(Records of labeled boxes)
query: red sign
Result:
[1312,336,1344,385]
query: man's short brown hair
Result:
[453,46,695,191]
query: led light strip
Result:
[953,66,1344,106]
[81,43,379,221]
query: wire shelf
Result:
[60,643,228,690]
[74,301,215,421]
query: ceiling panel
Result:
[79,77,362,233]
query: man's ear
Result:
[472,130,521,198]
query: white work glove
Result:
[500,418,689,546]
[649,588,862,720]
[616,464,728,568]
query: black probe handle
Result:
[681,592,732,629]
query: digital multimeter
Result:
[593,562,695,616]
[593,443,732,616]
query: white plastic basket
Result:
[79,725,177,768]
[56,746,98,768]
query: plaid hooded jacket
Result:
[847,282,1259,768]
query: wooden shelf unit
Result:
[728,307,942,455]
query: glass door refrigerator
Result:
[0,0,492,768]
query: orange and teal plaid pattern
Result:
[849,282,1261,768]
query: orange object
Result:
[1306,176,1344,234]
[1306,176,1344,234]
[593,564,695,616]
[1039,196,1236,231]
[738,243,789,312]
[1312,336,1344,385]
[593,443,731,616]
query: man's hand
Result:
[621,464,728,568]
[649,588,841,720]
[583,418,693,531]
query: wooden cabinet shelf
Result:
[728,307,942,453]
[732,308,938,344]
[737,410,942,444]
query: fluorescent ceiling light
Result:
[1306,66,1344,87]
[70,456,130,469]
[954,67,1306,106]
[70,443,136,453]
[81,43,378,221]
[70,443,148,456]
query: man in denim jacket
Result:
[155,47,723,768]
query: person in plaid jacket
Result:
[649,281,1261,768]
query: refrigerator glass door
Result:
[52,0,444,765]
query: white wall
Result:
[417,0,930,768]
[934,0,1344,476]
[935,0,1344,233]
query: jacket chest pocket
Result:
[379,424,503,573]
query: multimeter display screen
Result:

TASK | Can you write out all the items above again, renaming "plaid" to "checkered" everywhere and leaving everything else as it is?

FULL OUTPUT |
query: red sign
Result:
[1312,336,1344,385]
query: man's short brown hair
Result:
[453,46,695,191]
query: led light strip
Result:
[953,66,1344,106]
[81,43,379,221]
query: wire shelf
Result:
[60,643,228,690]
[74,301,215,421]
query: ceiling panel
Result:
[79,77,362,233]
query: man's ear
Result:
[472,130,521,198]
query: white work glove
Result:
[500,418,689,546]
[649,588,862,720]
[616,464,728,568]
query: black probe handle
Result:
[681,592,732,629]
query: digital multimeter
Result:
[593,562,695,616]
[593,443,732,616]
query: white plastic basket
Result:
[79,725,177,768]
[56,746,98,768]
query: checkered hooded jacket
Result:
[847,282,1259,768]
query: wooden shelf unit
Result:
[728,307,942,455]
query: glass door refrigerator
Result:
[0,0,492,768]
query: orange and teal checkered pattern
Result:
[849,282,1261,768]
query: orange object
Result:
[1306,176,1344,234]
[1306,176,1344,234]
[593,564,695,616]
[1039,196,1236,231]
[738,243,789,312]
[1312,336,1344,385]
[593,443,731,616]
query: man's hand
Result:
[621,464,728,568]
[649,588,841,720]
[583,418,693,531]
query: wooden cabinet shelf
Result:
[728,307,942,453]
[732,308,938,344]
[737,410,942,444]
query: fluorescent ceiling light
Result:
[1306,66,1344,87]
[70,456,130,469]
[954,67,1306,106]
[70,443,136,453]
[81,43,378,221]
[70,443,148,456]
query: man in denim jacket
Result:
[155,47,723,768]
query: person in checkered jacket
Result:
[649,281,1261,768]
query: refrigerator glass door
Result:
[52,0,444,765]
query: white wall
Result:
[417,0,930,768]
[934,0,1344,476]
[935,0,1344,233]
query: jacket chest pocket
Result:
[379,424,503,573]
query: multimeter display screen
Result:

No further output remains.